**WORK ORDER**: In the entries that follow, find the line containing "Target: dense vegetation"; from there, copy every line exactly through the line containing "Annotation guideline: every instance of the pedestrian".

**ENTRIES SHOWN**:
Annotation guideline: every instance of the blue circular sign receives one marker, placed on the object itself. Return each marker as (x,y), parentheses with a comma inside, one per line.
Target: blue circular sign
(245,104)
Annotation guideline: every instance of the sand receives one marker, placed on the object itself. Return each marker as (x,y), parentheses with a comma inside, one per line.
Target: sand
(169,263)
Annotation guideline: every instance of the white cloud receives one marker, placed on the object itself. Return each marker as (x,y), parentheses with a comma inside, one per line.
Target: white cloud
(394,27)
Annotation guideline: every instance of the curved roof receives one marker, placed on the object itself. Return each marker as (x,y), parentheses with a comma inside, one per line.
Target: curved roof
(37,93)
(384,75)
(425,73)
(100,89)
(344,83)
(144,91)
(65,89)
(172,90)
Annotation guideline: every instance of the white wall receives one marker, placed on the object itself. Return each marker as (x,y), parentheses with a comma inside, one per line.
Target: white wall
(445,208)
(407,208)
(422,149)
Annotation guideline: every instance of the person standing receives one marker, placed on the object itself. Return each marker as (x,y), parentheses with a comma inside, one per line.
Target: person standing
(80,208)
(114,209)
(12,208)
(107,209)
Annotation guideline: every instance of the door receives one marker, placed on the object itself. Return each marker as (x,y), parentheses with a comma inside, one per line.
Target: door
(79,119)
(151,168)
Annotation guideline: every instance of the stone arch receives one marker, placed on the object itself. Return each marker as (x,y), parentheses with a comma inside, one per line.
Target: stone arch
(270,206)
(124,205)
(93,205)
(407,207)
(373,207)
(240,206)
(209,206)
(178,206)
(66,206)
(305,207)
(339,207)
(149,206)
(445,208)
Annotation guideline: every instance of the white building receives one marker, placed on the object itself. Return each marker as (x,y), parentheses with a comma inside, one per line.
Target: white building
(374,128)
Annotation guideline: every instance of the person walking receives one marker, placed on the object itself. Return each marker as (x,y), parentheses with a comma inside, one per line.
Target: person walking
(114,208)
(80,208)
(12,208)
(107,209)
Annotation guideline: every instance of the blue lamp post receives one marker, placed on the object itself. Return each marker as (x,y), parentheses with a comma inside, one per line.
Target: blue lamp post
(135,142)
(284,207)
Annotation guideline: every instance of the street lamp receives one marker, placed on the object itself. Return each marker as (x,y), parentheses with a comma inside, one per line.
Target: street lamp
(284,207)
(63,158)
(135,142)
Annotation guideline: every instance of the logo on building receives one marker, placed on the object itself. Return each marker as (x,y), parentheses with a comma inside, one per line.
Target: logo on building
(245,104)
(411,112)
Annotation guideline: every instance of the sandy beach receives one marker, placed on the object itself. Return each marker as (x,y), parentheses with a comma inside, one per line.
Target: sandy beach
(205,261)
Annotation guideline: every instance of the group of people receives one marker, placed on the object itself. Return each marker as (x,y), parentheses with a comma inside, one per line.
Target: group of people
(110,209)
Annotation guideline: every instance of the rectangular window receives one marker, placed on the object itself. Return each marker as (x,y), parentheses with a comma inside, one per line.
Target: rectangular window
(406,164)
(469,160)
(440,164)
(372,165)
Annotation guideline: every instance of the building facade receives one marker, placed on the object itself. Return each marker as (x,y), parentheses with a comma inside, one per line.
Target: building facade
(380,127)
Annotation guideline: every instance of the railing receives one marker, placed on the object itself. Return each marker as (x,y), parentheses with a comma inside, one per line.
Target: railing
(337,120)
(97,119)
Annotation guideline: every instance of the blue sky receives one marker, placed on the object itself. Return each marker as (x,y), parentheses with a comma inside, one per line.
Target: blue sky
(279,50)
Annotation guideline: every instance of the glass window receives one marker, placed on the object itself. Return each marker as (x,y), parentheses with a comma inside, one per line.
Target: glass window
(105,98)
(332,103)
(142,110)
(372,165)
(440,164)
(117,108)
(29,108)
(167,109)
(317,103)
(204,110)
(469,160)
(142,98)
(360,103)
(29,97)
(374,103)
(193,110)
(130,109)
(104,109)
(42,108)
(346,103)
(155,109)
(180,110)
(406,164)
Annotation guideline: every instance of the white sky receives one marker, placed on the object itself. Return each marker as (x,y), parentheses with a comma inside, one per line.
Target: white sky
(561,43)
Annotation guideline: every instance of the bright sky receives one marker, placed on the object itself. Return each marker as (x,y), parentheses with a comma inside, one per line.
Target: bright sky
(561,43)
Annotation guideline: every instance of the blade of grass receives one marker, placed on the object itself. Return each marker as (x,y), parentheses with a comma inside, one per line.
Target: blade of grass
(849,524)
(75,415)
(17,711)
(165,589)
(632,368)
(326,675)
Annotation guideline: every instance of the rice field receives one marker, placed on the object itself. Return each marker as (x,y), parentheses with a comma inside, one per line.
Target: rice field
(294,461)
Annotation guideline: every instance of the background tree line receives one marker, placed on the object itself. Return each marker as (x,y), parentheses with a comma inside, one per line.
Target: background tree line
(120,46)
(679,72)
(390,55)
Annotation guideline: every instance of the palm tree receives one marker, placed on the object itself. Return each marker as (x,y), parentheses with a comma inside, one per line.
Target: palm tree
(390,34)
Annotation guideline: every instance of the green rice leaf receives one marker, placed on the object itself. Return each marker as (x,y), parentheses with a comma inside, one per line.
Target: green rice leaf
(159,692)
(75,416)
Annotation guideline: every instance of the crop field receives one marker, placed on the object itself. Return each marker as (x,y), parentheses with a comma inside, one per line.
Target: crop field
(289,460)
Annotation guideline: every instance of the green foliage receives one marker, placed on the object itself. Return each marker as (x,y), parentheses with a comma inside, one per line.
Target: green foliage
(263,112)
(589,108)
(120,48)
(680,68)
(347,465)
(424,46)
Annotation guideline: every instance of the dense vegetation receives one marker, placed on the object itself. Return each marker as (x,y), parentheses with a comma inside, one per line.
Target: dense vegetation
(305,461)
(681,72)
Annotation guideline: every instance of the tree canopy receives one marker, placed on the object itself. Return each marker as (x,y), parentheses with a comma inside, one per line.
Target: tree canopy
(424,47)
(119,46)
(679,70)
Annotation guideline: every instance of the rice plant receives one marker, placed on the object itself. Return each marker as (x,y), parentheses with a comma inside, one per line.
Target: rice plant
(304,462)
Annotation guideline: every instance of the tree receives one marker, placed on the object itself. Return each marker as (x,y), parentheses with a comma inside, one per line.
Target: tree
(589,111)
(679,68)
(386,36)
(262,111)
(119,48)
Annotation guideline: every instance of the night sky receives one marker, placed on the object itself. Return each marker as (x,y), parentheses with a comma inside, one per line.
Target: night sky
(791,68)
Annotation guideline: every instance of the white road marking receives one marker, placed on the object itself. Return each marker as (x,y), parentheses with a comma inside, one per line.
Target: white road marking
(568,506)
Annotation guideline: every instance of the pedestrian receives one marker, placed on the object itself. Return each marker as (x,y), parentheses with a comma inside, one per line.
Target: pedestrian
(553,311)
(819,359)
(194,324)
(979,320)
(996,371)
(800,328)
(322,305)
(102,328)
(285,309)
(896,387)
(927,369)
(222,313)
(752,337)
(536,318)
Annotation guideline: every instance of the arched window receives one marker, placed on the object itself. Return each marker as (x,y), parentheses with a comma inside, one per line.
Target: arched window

**RESPONSE TO THE EXERCISE**:
Target: dense vegetation
(305,461)
(681,72)
Annotation guideline: every instance of the tree canopy receives one marker, placed on the object itself. Return each marker as (x,y), parentheses with a comma inside, one per line.
Target: tree canopy
(424,47)
(119,46)
(679,70)
Annotation guideline: every instance of the rice plant receives one marker, placed on the object itself. Return each marker as (x,y), parentheses with a comma inside, one per line.
Target: rice plant
(304,462)
Annotation guideline: every instance of the tree receives one marker, placed on the object itself. Return each marker as (x,y), parentheses with a comma inside, one per line.
Target: tree
(589,111)
(679,68)
(386,36)
(262,111)
(119,48)
Annotation guideline: every instance of the night sky receives one marker, placed on the object itself. Return each marker as (x,y), parentheses with a comma inside, one per line.
Target: night sky
(791,68)
Annotation guideline: every instance of the white road marking receives one marker, placed on the object itself. Return each marker as (x,y), parentheses with a comma inside, one per line.
Target: white road marking
(568,506)
Annotation guideline: every instance of the pedestrian receives one marker, placed on the object itself. Return each marker as (x,y), parentheses with a comma inside, one per line.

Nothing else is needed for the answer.